STORED DATA below:

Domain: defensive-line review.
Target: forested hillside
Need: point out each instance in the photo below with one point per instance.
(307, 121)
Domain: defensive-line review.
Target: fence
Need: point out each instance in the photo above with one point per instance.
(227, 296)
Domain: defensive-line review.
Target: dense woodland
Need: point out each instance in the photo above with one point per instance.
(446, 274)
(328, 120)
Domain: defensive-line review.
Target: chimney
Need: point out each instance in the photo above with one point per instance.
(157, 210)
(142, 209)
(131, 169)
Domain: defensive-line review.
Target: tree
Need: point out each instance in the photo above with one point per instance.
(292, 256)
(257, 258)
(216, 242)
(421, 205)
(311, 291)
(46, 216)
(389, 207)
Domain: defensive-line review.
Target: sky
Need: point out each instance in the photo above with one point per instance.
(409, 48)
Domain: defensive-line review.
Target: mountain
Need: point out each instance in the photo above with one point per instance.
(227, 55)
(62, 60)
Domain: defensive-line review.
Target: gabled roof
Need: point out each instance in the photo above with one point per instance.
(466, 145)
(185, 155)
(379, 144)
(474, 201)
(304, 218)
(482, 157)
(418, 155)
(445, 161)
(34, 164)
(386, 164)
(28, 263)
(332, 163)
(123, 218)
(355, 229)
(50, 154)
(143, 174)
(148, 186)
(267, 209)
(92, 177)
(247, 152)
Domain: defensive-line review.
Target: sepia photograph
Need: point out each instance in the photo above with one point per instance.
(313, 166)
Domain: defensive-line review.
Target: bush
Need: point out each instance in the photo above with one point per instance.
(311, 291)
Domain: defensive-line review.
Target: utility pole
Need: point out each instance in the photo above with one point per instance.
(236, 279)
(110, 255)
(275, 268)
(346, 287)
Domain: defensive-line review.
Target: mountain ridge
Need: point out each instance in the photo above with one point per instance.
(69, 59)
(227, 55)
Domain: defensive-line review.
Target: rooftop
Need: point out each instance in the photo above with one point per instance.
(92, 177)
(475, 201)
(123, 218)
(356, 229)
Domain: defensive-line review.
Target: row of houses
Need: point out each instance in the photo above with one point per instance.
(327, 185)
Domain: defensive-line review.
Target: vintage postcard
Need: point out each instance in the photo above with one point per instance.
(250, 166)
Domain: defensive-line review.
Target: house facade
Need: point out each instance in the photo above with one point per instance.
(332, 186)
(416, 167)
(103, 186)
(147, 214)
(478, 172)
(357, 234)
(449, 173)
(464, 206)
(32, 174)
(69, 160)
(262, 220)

End of STORED DATA.

▶ _TASK INSTRUCTIONS_
The entries above must be copied verbatim. Leave none out.

▶ _OUTPUT FOR THIS TASK_
Domain: defensive-line review.
Target: forested hillside
Need: point out each instance in the photo below with one point per instance.
(307, 121)
Domain: defensive-line review.
Target: fence
Need: point out each instance in the photo above with one point per instance.
(227, 296)
Domain: defensive-line review.
Target: dense woodland
Need: point out each instance in the photo above with one point per instance.
(446, 274)
(328, 120)
Domain: defensive-line review.
Target: chimney
Need: point out each instance in the photo above with one point per instance.
(157, 210)
(142, 209)
(131, 169)
Domain: defensive-line review.
Target: tree
Need: point out each instance in the photo above with one point per instance.
(292, 256)
(257, 258)
(216, 242)
(421, 205)
(311, 291)
(46, 216)
(389, 207)
Domain: defensive-line review.
Target: sky
Need: point out each instance in the photo above with one point per instance.
(409, 48)
Domain: defensive-line review.
Target: mountain
Need: point out each instance in the photo above with one point per instance.
(227, 55)
(62, 60)
Domain: defensive-line review.
Target: gabled roof
Need: point out each instance in the photo above with one point per instance.
(466, 145)
(185, 155)
(379, 144)
(474, 201)
(304, 218)
(482, 157)
(418, 155)
(445, 161)
(34, 164)
(386, 164)
(28, 263)
(332, 163)
(123, 218)
(355, 229)
(50, 154)
(143, 174)
(148, 186)
(267, 209)
(92, 177)
(247, 152)
Domain: defensive-line review.
Target: sepia photograph
Need: point out each instance in the photo above with one point per instance.
(313, 166)
Domain: defensive-line review.
Target: bush
Need: point out each instance in the photo above with one point per instance.
(311, 291)
Domain: defensive-line review.
Target: utility pole
Need: point out each instance in the photo above with one point per instance.
(236, 279)
(110, 255)
(275, 268)
(346, 287)
Domain: defensive-line review.
Target: mountain ridge
Need: point out each instance in the photo above with one point per instance.
(69, 59)
(227, 55)
Domain: defensive-line review.
Target: rooftop
Need: point out each instance in the photo above with one point per instance.
(92, 177)
(475, 201)
(123, 218)
(356, 229)
Domain: defensive-line review.
Target: row of houses
Need: point out each instance in the photo above with one point per instance.
(327, 185)
Domain: defensive-line review.
Target: vintage postcard
Need: point out each instance in the photo above with one point per instance.
(250, 166)
Domain: defensive-line review.
Target: house facade
Need: point out each instance in the photo above with one point per instance.
(332, 186)
(416, 167)
(103, 186)
(147, 214)
(478, 172)
(357, 234)
(449, 173)
(464, 206)
(32, 174)
(69, 160)
(262, 220)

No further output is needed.